[Data records]

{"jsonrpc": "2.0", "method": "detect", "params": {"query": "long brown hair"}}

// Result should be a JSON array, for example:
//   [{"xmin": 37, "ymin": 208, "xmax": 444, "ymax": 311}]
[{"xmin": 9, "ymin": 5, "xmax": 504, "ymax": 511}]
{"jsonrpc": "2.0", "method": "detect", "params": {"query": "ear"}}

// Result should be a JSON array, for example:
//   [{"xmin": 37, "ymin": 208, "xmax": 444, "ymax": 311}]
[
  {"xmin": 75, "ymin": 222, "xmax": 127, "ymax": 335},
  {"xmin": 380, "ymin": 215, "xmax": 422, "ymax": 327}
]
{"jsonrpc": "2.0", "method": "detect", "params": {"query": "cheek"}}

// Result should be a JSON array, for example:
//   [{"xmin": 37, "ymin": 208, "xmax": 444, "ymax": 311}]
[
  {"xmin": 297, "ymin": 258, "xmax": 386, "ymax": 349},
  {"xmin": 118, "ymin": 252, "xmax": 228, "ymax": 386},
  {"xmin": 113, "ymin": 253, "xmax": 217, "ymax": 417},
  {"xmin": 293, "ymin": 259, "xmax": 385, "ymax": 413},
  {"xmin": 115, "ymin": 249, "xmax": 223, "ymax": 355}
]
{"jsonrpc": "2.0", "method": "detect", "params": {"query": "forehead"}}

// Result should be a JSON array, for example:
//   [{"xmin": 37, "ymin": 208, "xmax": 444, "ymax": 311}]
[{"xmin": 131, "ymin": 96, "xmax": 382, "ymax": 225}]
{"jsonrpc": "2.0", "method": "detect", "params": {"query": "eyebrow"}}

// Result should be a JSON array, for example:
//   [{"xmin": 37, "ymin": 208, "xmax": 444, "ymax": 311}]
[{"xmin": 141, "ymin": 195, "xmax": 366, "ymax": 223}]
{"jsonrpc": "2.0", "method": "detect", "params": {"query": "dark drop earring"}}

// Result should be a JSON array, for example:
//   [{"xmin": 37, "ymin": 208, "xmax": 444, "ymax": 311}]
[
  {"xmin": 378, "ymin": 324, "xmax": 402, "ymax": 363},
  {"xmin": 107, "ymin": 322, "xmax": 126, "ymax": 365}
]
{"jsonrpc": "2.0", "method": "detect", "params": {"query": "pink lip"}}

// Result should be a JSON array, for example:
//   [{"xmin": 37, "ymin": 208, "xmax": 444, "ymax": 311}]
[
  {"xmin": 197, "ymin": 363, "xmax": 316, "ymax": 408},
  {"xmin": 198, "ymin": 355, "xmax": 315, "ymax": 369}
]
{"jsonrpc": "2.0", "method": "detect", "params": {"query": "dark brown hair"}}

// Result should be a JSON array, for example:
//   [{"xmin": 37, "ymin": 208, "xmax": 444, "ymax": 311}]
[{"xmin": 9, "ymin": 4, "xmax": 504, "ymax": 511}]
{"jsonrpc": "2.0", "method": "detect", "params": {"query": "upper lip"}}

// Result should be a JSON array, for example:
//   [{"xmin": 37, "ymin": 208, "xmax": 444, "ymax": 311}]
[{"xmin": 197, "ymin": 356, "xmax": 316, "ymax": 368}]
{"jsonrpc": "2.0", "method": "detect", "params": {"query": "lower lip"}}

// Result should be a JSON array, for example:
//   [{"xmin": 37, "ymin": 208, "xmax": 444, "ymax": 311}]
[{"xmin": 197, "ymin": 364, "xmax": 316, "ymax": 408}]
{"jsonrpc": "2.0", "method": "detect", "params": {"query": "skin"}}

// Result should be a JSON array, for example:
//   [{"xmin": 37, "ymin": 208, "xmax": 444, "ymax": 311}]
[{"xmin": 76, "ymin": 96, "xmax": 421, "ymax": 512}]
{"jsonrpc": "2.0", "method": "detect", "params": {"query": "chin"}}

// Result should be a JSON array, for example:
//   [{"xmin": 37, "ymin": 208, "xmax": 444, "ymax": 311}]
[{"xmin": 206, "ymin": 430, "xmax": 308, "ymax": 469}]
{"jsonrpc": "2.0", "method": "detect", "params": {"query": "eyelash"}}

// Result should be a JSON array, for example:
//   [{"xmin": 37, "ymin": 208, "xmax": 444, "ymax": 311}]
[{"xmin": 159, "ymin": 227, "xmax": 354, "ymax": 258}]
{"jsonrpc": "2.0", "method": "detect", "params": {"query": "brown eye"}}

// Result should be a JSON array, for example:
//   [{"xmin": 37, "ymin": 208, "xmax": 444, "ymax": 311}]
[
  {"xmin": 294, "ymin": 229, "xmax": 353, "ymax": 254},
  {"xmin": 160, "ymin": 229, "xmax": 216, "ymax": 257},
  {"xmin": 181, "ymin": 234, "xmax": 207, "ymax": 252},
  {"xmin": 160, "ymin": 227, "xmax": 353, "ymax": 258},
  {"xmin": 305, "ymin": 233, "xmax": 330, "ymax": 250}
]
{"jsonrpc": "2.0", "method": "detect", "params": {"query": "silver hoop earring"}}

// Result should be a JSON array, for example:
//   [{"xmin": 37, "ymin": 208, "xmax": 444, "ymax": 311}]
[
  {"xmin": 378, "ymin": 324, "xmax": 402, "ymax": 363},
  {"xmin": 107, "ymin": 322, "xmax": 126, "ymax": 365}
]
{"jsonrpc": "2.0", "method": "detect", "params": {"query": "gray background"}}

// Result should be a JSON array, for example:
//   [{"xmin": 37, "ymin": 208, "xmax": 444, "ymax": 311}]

YOUR GOAL:
Exact duplication of all the data above is expected.

RESULT BELOW:
{"jsonrpc": "2.0", "method": "detect", "params": {"query": "long brown hair"}}

// Result should be a JSON array, for example:
//   [{"xmin": 37, "ymin": 208, "xmax": 444, "ymax": 311}]
[{"xmin": 9, "ymin": 5, "xmax": 504, "ymax": 511}]
{"jsonrpc": "2.0", "method": "detect", "params": {"query": "ear"}}

// Result should be a JSON array, for example:
//   [{"xmin": 37, "ymin": 208, "xmax": 444, "ymax": 311}]
[
  {"xmin": 75, "ymin": 222, "xmax": 127, "ymax": 335},
  {"xmin": 380, "ymin": 215, "xmax": 422, "ymax": 327}
]
{"jsonrpc": "2.0", "method": "detect", "params": {"query": "cheek"}}

// Result should be a JSON array, for example:
//   [{"xmin": 37, "ymin": 208, "xmax": 444, "ymax": 311}]
[
  {"xmin": 297, "ymin": 258, "xmax": 386, "ymax": 349},
  {"xmin": 118, "ymin": 252, "xmax": 228, "ymax": 386},
  {"xmin": 113, "ymin": 253, "xmax": 217, "ymax": 417},
  {"xmin": 293, "ymin": 259, "xmax": 385, "ymax": 413},
  {"xmin": 115, "ymin": 249, "xmax": 223, "ymax": 355}
]
{"jsonrpc": "2.0", "method": "detect", "params": {"query": "forehead"}}

// Result should be a JSON array, for example:
//   [{"xmin": 37, "ymin": 208, "xmax": 444, "ymax": 311}]
[{"xmin": 131, "ymin": 96, "xmax": 382, "ymax": 225}]
{"jsonrpc": "2.0", "method": "detect", "params": {"query": "eyebrow"}}

// Result should be a JSON array, for example:
//   [{"xmin": 37, "ymin": 208, "xmax": 444, "ymax": 311}]
[{"xmin": 141, "ymin": 195, "xmax": 366, "ymax": 223}]
{"jsonrpc": "2.0", "method": "detect", "params": {"query": "dark drop earring"}}

// Result should be a JSON array, for example:
//   [{"xmin": 37, "ymin": 208, "xmax": 444, "ymax": 311}]
[
  {"xmin": 378, "ymin": 324, "xmax": 402, "ymax": 363},
  {"xmin": 107, "ymin": 322, "xmax": 126, "ymax": 365}
]
{"jsonrpc": "2.0", "method": "detect", "params": {"query": "pink lip"}}

// Result should be a JSON array, for example:
//   [{"xmin": 37, "ymin": 208, "xmax": 444, "ymax": 311}]
[
  {"xmin": 197, "ymin": 363, "xmax": 316, "ymax": 408},
  {"xmin": 198, "ymin": 355, "xmax": 315, "ymax": 369}
]
{"jsonrpc": "2.0", "method": "detect", "params": {"query": "dark brown hair"}}

// Result should be a JSON array, for example:
//   [{"xmin": 37, "ymin": 208, "xmax": 444, "ymax": 311}]
[{"xmin": 9, "ymin": 4, "xmax": 504, "ymax": 511}]
{"jsonrpc": "2.0", "method": "detect", "params": {"query": "upper lip"}}

// Result should be a JSON array, for example:
//   [{"xmin": 37, "ymin": 208, "xmax": 444, "ymax": 311}]
[{"xmin": 197, "ymin": 356, "xmax": 316, "ymax": 368}]
{"jsonrpc": "2.0", "method": "detect", "params": {"query": "lower lip"}}

// Result should be a JSON array, for example:
//   [{"xmin": 37, "ymin": 208, "xmax": 444, "ymax": 311}]
[{"xmin": 197, "ymin": 364, "xmax": 316, "ymax": 408}]
{"jsonrpc": "2.0", "method": "detect", "params": {"query": "skin"}}

// Result should be a JSON array, for example:
//   [{"xmin": 37, "ymin": 208, "xmax": 444, "ymax": 311}]
[{"xmin": 76, "ymin": 96, "xmax": 421, "ymax": 512}]
{"jsonrpc": "2.0", "method": "detect", "params": {"query": "chin"}}

// Result should be a JSON array, for example:
//   [{"xmin": 37, "ymin": 208, "xmax": 444, "ymax": 311}]
[{"xmin": 206, "ymin": 430, "xmax": 308, "ymax": 469}]
{"jsonrpc": "2.0", "method": "detect", "params": {"query": "eyelash"}}

// Result should be a JSON array, for example:
//   [{"xmin": 37, "ymin": 208, "xmax": 444, "ymax": 311}]
[{"xmin": 159, "ymin": 227, "xmax": 354, "ymax": 258}]
{"jsonrpc": "2.0", "method": "detect", "params": {"query": "brown eye"}}

// Result should be a JSON array, for example:
//   [{"xmin": 37, "ymin": 208, "xmax": 444, "ymax": 311}]
[
  {"xmin": 294, "ymin": 229, "xmax": 353, "ymax": 254},
  {"xmin": 160, "ymin": 229, "xmax": 216, "ymax": 257},
  {"xmin": 181, "ymin": 234, "xmax": 207, "ymax": 252},
  {"xmin": 160, "ymin": 227, "xmax": 353, "ymax": 258},
  {"xmin": 305, "ymin": 233, "xmax": 330, "ymax": 250}
]
{"jsonrpc": "2.0", "method": "detect", "params": {"query": "silver hoop earring"}}

// Result should be a JSON array, for example:
//   [{"xmin": 37, "ymin": 208, "xmax": 444, "ymax": 311}]
[
  {"xmin": 378, "ymin": 324, "xmax": 402, "ymax": 363},
  {"xmin": 107, "ymin": 322, "xmax": 126, "ymax": 365}
]
{"jsonrpc": "2.0", "method": "detect", "params": {"query": "gray background"}}

// Result should be a JSON array, for example:
//   [{"xmin": 37, "ymin": 208, "xmax": 444, "ymax": 311}]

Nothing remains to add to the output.